▶ **The problem**:
Without dropping or altering a single word, give the listing again.

Segment Start: Records shown

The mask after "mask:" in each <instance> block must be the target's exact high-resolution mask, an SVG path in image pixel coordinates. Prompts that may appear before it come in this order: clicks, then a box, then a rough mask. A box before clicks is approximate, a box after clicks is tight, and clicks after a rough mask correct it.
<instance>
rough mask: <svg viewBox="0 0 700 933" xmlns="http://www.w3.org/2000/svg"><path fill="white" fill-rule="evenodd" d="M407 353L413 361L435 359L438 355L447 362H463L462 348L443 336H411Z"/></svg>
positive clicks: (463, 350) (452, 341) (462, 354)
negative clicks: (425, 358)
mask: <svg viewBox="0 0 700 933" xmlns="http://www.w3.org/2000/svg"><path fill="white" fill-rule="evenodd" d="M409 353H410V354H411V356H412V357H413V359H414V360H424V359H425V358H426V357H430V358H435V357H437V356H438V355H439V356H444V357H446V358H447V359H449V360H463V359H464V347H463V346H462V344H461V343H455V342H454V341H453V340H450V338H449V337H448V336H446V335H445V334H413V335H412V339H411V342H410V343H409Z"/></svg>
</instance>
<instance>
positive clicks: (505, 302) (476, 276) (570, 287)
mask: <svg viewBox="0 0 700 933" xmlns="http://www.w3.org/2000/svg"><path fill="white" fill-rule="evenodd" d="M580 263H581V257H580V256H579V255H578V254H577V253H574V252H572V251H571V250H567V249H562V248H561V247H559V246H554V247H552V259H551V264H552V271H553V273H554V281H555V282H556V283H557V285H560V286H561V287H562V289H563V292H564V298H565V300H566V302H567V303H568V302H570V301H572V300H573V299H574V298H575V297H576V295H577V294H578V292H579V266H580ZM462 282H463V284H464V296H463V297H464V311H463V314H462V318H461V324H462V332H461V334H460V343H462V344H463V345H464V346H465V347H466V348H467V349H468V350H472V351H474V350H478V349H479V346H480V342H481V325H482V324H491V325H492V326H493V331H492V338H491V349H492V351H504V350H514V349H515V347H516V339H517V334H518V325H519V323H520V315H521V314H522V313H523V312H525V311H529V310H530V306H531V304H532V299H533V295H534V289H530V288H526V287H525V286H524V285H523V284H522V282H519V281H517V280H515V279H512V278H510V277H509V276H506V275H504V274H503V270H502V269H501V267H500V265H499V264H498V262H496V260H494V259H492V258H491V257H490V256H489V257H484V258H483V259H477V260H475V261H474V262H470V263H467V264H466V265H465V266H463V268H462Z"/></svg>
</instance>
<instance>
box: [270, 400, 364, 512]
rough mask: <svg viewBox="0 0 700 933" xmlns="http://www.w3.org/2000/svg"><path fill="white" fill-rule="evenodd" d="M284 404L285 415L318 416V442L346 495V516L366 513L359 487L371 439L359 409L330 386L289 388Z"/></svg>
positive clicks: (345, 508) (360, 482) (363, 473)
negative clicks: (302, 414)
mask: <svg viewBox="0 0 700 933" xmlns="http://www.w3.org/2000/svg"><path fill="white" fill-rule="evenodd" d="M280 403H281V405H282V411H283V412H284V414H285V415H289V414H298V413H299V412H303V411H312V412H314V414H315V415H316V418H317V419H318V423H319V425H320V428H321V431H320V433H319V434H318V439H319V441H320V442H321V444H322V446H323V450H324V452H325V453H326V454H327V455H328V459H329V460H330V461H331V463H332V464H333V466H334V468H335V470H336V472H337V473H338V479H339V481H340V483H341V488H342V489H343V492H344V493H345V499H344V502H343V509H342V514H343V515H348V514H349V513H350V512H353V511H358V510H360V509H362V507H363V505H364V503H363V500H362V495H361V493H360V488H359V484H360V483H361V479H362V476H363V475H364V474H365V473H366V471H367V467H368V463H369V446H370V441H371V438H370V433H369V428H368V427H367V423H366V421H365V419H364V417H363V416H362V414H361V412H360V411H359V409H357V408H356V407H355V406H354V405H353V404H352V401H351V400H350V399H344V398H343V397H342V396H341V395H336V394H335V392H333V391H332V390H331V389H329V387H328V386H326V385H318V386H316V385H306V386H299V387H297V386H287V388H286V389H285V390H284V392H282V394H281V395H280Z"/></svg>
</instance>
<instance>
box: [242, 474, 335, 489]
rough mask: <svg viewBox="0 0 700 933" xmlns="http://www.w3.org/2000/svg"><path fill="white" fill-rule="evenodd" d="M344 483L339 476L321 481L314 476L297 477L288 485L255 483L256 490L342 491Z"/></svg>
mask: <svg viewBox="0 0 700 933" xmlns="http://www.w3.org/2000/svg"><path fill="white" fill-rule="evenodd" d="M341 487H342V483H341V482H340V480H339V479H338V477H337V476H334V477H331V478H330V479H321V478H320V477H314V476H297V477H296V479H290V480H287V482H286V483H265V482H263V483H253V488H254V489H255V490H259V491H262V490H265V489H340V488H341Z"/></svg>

Segment End: Records shown

▶ **Your response**:
The mask after "mask:" in each <instance> block must be the target's exact high-resolution mask, an SVG path in image pixel coordinates. Prompts that may appear before it come in this order: clicks, then a box, then a rough mask. A box before clicks is approximate, a box after clicks is tight, and clicks after a rough mask correct it.
<instance>
rough mask: <svg viewBox="0 0 700 933" xmlns="http://www.w3.org/2000/svg"><path fill="white" fill-rule="evenodd" d="M407 353L413 361L435 359L438 355L447 362H463L462 348L443 336H411Z"/></svg>
positive clicks: (463, 350) (452, 341) (462, 354)
negative clicks: (425, 358)
mask: <svg viewBox="0 0 700 933" xmlns="http://www.w3.org/2000/svg"><path fill="white" fill-rule="evenodd" d="M409 353H410V354H411V356H412V357H413V359H414V360H424V359H425V358H426V357H430V358H435V357H437V356H438V355H439V356H444V357H446V358H447V359H449V360H463V359H464V347H463V346H462V344H461V343H455V342H454V341H453V340H450V338H449V337H448V336H446V335H445V334H413V335H412V339H411V342H410V343H409Z"/></svg>
</instance>
<instance>
positive clicks: (505, 302) (476, 276) (570, 287)
mask: <svg viewBox="0 0 700 933" xmlns="http://www.w3.org/2000/svg"><path fill="white" fill-rule="evenodd" d="M580 263H581V257H580V256H579V255H578V254H577V253H574V252H572V251H571V250H567V249H562V248H561V247H559V246H554V247H552V259H551V264H552V271H553V273H554V281H555V282H556V283H557V285H560V286H561V287H562V289H563V292H564V298H565V300H566V302H567V303H568V302H570V301H572V300H573V299H574V298H575V297H576V295H577V294H578V292H579V266H580ZM462 282H463V284H464V296H463V297H464V311H463V314H462V318H461V324H462V332H461V334H460V343H462V344H463V345H464V346H465V347H466V348H467V349H468V350H472V351H474V350H478V349H479V346H480V342H481V325H482V324H491V325H492V326H493V331H492V338H491V349H492V351H504V350H514V349H515V347H516V339H517V334H518V325H519V323H520V315H521V314H522V313H523V312H525V311H529V310H530V306H531V304H532V299H533V295H534V289H530V288H526V287H525V286H524V285H523V284H522V282H519V281H517V280H515V279H512V278H510V277H509V276H506V275H504V274H503V270H502V269H501V267H500V265H499V264H498V262H496V260H494V259H492V258H491V257H490V256H489V257H484V258H483V259H477V260H475V261H474V262H470V263H467V264H466V265H465V266H463V268H462Z"/></svg>
</instance>
<instance>
box: [270, 400, 364, 512]
rough mask: <svg viewBox="0 0 700 933" xmlns="http://www.w3.org/2000/svg"><path fill="white" fill-rule="evenodd" d="M284 404L285 415L318 416V442L346 495V516L366 513L359 487L371 439L359 409L330 386L289 388Z"/></svg>
positive clicks: (345, 508) (360, 482) (363, 473)
negative clicks: (302, 414)
mask: <svg viewBox="0 0 700 933" xmlns="http://www.w3.org/2000/svg"><path fill="white" fill-rule="evenodd" d="M280 403H281V405H282V411H283V412H284V414H285V415H289V414H298V413H299V412H303V411H312V412H314V414H315V415H316V418H317V419H318V423H319V425H320V428H321V431H320V433H319V434H318V439H319V441H320V442H321V444H322V446H323V450H324V452H325V453H326V454H327V455H328V459H329V460H330V461H331V463H332V464H333V466H334V468H335V470H336V472H337V473H338V479H339V481H340V483H341V488H342V489H343V492H344V493H345V499H344V502H343V509H342V514H343V515H348V514H349V513H350V512H353V511H358V510H360V509H362V507H363V505H364V503H363V500H362V495H361V493H360V488H359V484H360V483H361V479H362V476H363V475H364V474H365V473H366V471H367V467H368V463H369V446H370V441H371V438H370V433H369V428H368V427H367V423H366V421H365V419H364V417H363V416H362V414H361V412H360V411H359V409H357V408H356V407H355V406H354V405H353V404H352V401H351V400H350V399H344V398H343V397H342V396H341V395H336V394H335V392H333V391H332V390H331V389H329V387H328V386H326V385H318V386H316V385H306V386H299V387H297V386H287V388H286V389H285V390H284V392H282V394H281V395H280Z"/></svg>
</instance>
<instance>
box: [242, 474, 335, 489]
rough mask: <svg viewBox="0 0 700 933" xmlns="http://www.w3.org/2000/svg"><path fill="white" fill-rule="evenodd" d="M344 483L339 476L321 481L314 476L297 477L288 485L255 483L256 490L342 491Z"/></svg>
mask: <svg viewBox="0 0 700 933" xmlns="http://www.w3.org/2000/svg"><path fill="white" fill-rule="evenodd" d="M341 487H342V483H341V482H340V480H339V479H338V477H337V476H334V477H331V478H330V479H321V478H320V477H314V476H297V477H296V479H290V480H287V482H286V483H265V482H263V483H253V488H254V489H255V490H259V491H262V490H265V489H340V488H341Z"/></svg>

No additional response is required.